#### AUFGABE A:
Ersetzen Sie in den Einträgen von der Zeile mit „Exercise. Point out each instance of the flower“ bis einschließlich zum Ende der Einträge „bouquet“ durch „arrangement“. Geben Sie nur diese Zeilen wieder und lassen Sie alles Übrige darin unverändert.

Sarkis Rizzi

Sarkis Rizzi (Sarkis el-Rizzi arabisch سركيس الرزي, Serge, lat.: Sergius Risius; * 1572 in Bkoufa; † Juni 1638 in Rom) war ein libanesischer Bischof der Maroniten. Auf seine Initiative hin wurde der erste Druck eines Buches in einem arabischen Land verwirklicht.

Biografie

Die Familie stellte zu dieser Zeit drei Patriarchen der Maroniten: seine beiden Onkel Mikhayil (Michel, arabisch ميخائيل الأول الرزي, 1567-1581) und der gleichnamige Sarkis (Serge, arabisch سركيس الرزي 1581-1596) sowie seinen jüngeren Bruder Youssef (Joseph, arabisch يوسف الثالث الرزي 3.Oktober 1596 – 26. März 1608). Youssef war Abt des Antoniuskloster Quzhaya im Wadi Qadischa[1] nach der Wahl seines Onkels Sarkis zum Patriarchen und wurde 1595 zum Bischof ernannt.

Der junge Sarkis gehörte 1584 zur ersten Gruppe Studenten am Pontificio Collegio dei Maroniti in Rom.[2] Rizzi wurde in Rom zum Diakon geweiht und zum Priester, bevor er 1596 in den Libanon zurückkehrte.[3] Im September–Oktober dieses Jahres war er bei der Zweiten Synode von Qannoubine aktiv. Die Synode wurde geleitet durch den päpstlichen Legaten Jérôme Dandini. Bei dieser Synode wurde sein Bruder Youssef zum Patriarchen gewählt. Daraufhin übernahm er dessen Amt als Haupt des Konvents von Quzhaya. Er wurde 1600 durch seinen Bruder zum Bischof geweiht (als Metropolit von Damaskus), blieb aber weiterhin im Kloster.

1606 sandte ihn der Patriarch nach Rom als Leiter einer Gesandtschaft, die dem neuen Papst Paul V. seine Glückwünsche überbrachte. Er verließ Tripoli im Oktober 1606 und erreichte Rom am 19. April 1607.[4] Der Patriarch Youssef starb am 26. März 1608. Aufgrund von Schwierigkeiten, die die osmanischen Behörden machten, konnte die Wahl seines Nachfolgers Johannes VIII. Machlouf (يوحنا التاسع مخلوف) nicht vor Anfang 1609 erfolgen. Der neue Patriarch musste tatsächlich sogar einige Zeit nach Chouf fliehen. Rizzi kehrte daraufhin in den Libanon zurück. Irgendwann zwischen 1609 und 1610 kam er dort an. Doch der neue Patriarch leitete eine Politik der Reaktion ein gegen die Familie Rizzi, die 40 Jahre lang die Macht in der Kirche ausgeübt hatte. Das Kloster Quzhaya wurde ebenfalls an den Bischof vor Ort zurückgegeben und Youssef Rizzi exkommuniziert.

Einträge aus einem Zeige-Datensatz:
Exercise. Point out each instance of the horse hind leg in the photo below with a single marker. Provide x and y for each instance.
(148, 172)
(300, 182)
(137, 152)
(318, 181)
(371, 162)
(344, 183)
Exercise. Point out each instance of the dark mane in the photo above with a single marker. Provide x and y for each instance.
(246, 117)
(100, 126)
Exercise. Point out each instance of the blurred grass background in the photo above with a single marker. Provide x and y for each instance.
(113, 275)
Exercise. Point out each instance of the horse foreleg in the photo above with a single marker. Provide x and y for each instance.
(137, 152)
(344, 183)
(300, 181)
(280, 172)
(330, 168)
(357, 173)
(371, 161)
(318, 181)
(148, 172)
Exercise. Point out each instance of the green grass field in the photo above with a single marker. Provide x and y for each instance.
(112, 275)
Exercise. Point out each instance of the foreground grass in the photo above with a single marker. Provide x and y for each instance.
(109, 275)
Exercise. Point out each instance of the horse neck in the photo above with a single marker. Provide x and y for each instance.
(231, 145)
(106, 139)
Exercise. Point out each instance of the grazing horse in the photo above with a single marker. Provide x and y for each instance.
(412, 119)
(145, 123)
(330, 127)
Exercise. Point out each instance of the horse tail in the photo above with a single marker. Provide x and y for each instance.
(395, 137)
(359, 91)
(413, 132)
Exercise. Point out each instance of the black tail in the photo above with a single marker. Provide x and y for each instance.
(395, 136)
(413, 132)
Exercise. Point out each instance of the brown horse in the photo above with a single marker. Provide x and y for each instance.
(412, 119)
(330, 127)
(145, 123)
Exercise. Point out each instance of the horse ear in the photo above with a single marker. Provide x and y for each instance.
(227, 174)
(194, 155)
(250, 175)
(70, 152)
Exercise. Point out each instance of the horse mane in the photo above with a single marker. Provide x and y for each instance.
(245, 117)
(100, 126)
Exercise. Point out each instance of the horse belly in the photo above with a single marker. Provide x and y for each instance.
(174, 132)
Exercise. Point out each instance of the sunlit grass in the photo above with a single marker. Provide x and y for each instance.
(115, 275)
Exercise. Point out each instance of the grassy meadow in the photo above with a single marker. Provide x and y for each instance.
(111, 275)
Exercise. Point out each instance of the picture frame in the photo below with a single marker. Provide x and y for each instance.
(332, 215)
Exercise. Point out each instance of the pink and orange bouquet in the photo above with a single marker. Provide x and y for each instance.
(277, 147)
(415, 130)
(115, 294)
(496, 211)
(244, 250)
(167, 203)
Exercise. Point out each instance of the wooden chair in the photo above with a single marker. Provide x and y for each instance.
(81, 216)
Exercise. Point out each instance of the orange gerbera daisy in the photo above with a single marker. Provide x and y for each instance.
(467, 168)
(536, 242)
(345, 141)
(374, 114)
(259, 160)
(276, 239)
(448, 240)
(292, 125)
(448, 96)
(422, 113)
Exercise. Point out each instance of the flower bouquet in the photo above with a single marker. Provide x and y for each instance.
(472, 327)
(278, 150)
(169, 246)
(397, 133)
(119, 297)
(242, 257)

#### AUFGABE B:
Setzen Sie den Textauszug über Sarkis Rizzi fort, beginnend nach seinem letzten Satz.

#### SCHRIFTLICHE ANTWORT A:
Exercise. Point out each instance of the flower arrangement in the photo above with a single marker. Provide x and y for each instance.
(472, 327)
(278, 150)
(169, 246)
(397, 133)
(119, 297)
(242, 257)

#### SCHRIFTLICHE ANTWORT B:
Sarkis Rizzi kehrte daraufhin endgültig nach Rom zurück, welches er irgendwann vor 1621 erreichte. Dort beschäftigte er sich mit vielen herausgeberischen Projekten: Die Ausgabe des maronitischen Breviariums 1624,[5] der Druck der Syrischen Grammatik des Abraham Ecchellensis 1628,[6] der Thesaurus des franziskanischen Orientalisten Tommaso Obizzino (Tommaso da Novaria) 1636.[7] Er arbeitete auch an dem Projekt der arabischen Bibel, dessen Fertigstellung bis 1671 andauern sollte.[8]

Der Psalter von Quzhaya

Sein Name ist besonders verbunden mit der Herausgabe des Psalters von Quzhaya, einer Ausgabe des Buch der Psalmen in Syrisch und Garschuni (Arabisch geschrieben mit dem Syrischen Alphabet). Dies war das erste Buch überhaupt, das im Libanon und der ganzen Region der Levante gedruckt wurde.[9] Dieser Druck blieb der einzige für fast ein ganzes Jahrhundert.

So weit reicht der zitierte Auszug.